• What is expected
Reproduce every line of the listing below without changing anything.

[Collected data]
--- begin ---

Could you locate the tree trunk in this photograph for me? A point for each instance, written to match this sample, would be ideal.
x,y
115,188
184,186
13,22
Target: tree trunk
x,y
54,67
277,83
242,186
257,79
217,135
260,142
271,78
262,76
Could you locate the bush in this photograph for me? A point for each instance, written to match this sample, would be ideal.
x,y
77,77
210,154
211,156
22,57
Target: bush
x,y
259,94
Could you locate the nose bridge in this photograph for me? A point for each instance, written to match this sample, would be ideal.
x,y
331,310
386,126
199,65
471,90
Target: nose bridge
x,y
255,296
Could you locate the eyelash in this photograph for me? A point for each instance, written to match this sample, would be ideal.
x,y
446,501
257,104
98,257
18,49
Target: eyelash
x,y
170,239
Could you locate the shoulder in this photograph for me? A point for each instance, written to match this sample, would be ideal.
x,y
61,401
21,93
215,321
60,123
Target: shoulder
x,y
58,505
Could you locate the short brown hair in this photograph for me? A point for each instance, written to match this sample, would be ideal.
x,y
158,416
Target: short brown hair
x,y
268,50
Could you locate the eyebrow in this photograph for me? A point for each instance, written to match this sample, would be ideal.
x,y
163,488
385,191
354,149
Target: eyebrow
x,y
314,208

--- end ---

• Correct response
Could you locate the tree trunk in this photograph for me? A point for each instance, written to match this sample, would be ideal.
x,y
115,188
184,186
13,22
Target: tree trunk
x,y
54,67
277,83
242,186
257,79
217,135
260,142
271,78
262,76
Could you locate the bush in this photograph for me? A point for each instance, written to match this sample, would be ideal.
x,y
77,77
210,154
211,156
22,57
Target: bush
x,y
259,94
Could you locate the nose bridge in this photograph for me? A point for each instance, written to match this sample, would be ideal.
x,y
331,310
386,126
199,65
471,90
Target: nose bridge
x,y
255,296
Could you locate the eyelash in this photograph for me? A point for each instance, written to match this sample, would be ideal.
x,y
446,501
257,104
98,257
18,49
Target: eyelash
x,y
170,239
Could you locate the shoulder in this photograph for me? A point for each instance, written to match this sample, would be ideal.
x,y
61,401
21,93
215,321
60,123
Target: shoulder
x,y
58,505
Could you locate the short brown hair in this photograph for me? A point for each instance, written to match this sample, would be ideal.
x,y
158,416
Target: short brown hair
x,y
268,50
Could you locate the eyebrow in this photograph for me? A point for each instance, written to match this sample, would be ideal.
x,y
163,488
385,191
354,149
Target: eyebrow
x,y
314,208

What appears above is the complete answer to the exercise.